• [WHAT TO WORK ON]
Your whole reply should be the lines from the one that contains "Practice step: put one dot on the deer ear" through the last line of the listing, copied exactly.

• [LISTED RECORDS]

***

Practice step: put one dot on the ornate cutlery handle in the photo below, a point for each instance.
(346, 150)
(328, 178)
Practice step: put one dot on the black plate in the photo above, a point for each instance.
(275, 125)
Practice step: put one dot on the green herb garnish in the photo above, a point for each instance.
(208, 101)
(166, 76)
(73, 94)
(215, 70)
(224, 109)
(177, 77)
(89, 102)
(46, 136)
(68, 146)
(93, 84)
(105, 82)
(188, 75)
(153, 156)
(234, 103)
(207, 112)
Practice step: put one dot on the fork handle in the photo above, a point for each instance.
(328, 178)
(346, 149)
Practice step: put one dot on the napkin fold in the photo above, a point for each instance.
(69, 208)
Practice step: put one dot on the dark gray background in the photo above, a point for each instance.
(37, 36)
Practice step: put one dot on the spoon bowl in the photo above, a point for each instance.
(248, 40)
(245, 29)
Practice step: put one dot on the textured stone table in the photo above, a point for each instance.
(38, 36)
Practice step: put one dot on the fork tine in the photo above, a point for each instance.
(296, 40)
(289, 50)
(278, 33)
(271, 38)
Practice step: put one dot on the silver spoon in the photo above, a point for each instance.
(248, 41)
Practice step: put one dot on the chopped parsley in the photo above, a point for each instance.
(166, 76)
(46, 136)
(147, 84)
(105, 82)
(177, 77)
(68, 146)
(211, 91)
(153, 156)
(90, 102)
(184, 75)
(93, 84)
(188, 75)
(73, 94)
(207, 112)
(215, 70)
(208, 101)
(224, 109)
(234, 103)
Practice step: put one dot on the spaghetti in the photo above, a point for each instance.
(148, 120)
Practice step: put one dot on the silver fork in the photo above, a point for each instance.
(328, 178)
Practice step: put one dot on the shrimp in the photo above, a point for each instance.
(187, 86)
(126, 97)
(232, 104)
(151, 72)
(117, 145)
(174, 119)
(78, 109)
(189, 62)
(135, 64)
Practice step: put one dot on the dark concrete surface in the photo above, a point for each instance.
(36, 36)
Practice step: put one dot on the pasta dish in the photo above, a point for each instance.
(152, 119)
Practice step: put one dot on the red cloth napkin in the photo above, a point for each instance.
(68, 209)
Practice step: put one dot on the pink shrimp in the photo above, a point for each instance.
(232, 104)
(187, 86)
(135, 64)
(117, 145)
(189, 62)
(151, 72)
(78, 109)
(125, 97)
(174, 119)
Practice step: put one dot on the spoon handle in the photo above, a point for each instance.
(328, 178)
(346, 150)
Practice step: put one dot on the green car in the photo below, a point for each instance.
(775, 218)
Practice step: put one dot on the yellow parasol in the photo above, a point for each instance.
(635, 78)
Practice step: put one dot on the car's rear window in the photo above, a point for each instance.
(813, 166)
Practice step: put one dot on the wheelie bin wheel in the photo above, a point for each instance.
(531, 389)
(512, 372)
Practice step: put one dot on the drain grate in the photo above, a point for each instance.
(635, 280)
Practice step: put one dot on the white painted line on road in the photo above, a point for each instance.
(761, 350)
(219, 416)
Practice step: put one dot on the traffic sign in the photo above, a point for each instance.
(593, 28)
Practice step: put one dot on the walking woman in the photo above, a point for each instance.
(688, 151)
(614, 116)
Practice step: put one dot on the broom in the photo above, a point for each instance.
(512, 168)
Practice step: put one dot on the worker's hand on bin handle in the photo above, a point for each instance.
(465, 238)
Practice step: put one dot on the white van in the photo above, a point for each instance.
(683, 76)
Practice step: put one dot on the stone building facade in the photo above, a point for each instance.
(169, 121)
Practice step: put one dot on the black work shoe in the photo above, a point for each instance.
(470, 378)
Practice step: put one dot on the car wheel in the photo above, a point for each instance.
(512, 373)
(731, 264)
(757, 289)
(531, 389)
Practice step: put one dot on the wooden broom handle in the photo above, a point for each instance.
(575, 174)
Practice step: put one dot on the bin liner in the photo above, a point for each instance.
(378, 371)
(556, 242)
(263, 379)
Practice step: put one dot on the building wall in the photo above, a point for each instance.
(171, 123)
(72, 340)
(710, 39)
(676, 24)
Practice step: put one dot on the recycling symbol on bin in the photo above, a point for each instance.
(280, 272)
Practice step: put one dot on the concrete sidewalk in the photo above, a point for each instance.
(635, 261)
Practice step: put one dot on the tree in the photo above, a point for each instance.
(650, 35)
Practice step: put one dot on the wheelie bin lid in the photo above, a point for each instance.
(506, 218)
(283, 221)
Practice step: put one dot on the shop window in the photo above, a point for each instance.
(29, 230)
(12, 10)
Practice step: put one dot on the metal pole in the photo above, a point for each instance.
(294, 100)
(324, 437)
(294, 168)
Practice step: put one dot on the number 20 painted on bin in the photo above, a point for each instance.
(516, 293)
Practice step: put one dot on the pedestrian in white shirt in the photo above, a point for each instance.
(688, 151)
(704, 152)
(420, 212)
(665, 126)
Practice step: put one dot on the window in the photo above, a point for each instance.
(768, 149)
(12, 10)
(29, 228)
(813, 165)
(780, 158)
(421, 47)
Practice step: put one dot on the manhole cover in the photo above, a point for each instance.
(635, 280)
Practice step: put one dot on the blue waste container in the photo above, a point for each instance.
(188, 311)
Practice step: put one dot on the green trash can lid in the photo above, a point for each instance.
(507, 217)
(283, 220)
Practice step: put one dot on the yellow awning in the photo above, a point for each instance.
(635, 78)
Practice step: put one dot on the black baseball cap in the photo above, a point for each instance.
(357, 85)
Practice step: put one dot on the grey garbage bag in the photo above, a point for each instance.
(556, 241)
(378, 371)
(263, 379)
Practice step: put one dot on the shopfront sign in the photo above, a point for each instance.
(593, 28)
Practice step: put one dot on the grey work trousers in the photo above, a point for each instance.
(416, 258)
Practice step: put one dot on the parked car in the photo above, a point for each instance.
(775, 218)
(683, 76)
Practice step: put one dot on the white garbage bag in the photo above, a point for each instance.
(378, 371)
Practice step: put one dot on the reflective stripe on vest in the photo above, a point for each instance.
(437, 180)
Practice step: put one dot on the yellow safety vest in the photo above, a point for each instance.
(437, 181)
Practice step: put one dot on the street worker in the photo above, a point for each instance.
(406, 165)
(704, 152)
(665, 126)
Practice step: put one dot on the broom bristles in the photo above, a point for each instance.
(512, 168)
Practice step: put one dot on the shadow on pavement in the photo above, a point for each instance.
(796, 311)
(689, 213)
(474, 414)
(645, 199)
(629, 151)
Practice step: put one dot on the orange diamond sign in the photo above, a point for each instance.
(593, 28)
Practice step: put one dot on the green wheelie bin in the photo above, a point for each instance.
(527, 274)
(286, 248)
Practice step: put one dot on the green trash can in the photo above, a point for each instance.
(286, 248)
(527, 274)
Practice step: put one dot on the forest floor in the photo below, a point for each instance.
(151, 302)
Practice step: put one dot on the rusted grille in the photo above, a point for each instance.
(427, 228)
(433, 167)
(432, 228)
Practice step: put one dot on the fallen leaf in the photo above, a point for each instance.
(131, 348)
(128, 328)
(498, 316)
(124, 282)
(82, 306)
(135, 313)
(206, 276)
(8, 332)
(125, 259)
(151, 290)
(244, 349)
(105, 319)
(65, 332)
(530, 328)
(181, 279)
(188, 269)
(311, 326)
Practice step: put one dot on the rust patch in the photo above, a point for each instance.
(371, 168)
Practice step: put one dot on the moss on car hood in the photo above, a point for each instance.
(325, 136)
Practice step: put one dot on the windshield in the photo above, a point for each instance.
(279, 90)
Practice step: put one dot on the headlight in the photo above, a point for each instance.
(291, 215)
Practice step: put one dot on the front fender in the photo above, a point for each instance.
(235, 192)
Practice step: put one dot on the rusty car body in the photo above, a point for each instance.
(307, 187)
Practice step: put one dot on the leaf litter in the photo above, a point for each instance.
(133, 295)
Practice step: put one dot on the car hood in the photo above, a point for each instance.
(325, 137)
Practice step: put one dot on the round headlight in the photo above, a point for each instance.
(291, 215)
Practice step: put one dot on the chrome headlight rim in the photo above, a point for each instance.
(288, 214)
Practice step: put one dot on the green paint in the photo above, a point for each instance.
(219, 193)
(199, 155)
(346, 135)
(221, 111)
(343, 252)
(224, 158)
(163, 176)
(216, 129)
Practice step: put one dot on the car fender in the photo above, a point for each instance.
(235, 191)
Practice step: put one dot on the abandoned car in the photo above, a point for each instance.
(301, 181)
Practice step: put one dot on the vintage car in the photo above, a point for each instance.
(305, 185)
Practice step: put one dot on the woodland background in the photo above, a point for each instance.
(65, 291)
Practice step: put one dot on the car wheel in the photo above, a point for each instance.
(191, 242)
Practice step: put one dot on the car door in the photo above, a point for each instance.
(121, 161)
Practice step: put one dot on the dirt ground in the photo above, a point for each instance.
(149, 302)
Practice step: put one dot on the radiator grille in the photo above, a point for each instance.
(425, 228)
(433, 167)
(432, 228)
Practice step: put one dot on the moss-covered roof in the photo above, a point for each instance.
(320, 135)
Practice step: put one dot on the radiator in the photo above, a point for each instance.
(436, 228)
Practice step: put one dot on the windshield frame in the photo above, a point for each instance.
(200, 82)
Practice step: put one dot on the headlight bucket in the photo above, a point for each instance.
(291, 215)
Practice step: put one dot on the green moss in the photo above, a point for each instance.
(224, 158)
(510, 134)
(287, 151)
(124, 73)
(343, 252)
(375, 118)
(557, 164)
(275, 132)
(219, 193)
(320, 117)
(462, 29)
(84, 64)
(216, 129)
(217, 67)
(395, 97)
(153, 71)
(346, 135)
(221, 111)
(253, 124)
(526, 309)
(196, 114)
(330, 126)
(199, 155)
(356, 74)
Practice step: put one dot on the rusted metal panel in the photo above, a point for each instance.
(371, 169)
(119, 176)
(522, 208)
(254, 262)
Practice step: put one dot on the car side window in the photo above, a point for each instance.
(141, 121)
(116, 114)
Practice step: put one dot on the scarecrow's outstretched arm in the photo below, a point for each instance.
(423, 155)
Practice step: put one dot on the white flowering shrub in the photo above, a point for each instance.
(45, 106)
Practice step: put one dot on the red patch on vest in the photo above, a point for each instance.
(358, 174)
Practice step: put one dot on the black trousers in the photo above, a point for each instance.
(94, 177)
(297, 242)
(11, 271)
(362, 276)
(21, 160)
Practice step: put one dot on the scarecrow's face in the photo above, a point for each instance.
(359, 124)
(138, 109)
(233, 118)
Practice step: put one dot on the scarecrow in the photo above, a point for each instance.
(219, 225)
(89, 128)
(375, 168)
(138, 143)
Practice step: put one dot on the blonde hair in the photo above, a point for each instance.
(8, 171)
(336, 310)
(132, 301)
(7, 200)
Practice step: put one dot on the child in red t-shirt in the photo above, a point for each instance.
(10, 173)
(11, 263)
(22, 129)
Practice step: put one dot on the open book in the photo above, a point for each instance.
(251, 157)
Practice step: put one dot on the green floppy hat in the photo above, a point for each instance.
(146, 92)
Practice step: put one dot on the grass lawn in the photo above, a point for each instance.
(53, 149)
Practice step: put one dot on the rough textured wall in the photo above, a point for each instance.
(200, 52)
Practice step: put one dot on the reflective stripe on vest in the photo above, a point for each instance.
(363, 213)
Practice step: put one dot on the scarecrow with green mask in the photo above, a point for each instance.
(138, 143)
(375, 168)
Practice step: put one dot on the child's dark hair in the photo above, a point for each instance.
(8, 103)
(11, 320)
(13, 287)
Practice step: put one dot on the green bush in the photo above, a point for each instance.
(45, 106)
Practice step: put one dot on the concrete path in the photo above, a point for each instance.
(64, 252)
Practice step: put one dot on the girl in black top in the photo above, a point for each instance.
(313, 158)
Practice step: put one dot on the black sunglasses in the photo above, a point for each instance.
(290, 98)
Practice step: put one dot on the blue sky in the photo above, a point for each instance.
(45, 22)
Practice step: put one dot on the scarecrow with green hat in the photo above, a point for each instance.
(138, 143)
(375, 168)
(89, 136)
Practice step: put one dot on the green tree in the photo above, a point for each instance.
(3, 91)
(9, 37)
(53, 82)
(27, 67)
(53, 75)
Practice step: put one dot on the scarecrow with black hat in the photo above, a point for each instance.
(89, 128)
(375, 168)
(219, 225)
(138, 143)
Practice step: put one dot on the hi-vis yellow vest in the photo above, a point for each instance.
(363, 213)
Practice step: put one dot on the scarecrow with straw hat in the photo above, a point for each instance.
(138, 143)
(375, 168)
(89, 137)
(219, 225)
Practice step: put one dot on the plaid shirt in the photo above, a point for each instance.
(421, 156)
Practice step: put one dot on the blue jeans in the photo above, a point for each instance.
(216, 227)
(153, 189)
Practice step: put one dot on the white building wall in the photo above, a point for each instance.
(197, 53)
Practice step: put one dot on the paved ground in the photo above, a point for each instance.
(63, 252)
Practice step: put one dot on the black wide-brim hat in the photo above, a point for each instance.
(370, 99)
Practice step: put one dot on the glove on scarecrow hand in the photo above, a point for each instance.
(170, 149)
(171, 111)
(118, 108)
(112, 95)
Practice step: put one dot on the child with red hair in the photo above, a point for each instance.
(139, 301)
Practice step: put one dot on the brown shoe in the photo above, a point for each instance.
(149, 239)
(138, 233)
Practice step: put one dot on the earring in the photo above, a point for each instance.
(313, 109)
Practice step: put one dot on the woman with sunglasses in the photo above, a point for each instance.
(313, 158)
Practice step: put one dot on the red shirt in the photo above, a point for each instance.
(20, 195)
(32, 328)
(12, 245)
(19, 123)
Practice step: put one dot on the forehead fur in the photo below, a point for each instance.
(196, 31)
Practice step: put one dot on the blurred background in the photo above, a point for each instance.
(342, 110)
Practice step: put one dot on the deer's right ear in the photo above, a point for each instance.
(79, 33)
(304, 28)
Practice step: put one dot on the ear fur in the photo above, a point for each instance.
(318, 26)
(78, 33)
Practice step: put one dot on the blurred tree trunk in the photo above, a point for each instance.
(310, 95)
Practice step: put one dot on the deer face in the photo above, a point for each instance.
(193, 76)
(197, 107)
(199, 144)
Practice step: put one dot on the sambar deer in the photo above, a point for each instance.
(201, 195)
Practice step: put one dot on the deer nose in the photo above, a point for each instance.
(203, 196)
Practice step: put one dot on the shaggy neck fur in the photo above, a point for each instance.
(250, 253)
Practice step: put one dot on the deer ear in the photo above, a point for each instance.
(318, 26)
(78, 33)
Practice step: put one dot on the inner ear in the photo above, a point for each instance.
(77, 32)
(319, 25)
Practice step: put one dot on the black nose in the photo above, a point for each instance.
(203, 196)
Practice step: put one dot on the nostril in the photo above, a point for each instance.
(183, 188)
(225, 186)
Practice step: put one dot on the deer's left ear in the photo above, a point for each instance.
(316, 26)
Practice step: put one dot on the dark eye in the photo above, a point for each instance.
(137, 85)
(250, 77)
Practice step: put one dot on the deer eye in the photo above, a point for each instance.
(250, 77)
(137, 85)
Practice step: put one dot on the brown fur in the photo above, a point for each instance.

***

• [EXERCISE RESPONSE]
Practice step: put one dot on the deer ear in the photo above, a point for each instance.
(318, 26)
(78, 33)
Practice step: put one dot on the inner ear in the photo above, a point for each instance.
(77, 32)
(319, 25)
Practice step: put one dot on the black nose in the photo above, a point for each instance.
(203, 196)
Practice step: put one dot on the nostril in the photo above, a point for each instance.
(183, 188)
(225, 186)
Practice step: put one dot on the deer's left ear in the photo above, a point for each instance.
(316, 26)
Practice step: put one dot on the dark eye in the photo above, a point for each instance.
(137, 85)
(250, 77)
Practice step: put one dot on the deer eye in the photo above, a point for each instance.
(250, 77)
(137, 85)
Practice step: put one dot on the brown fur in the photo above, a point for each instance.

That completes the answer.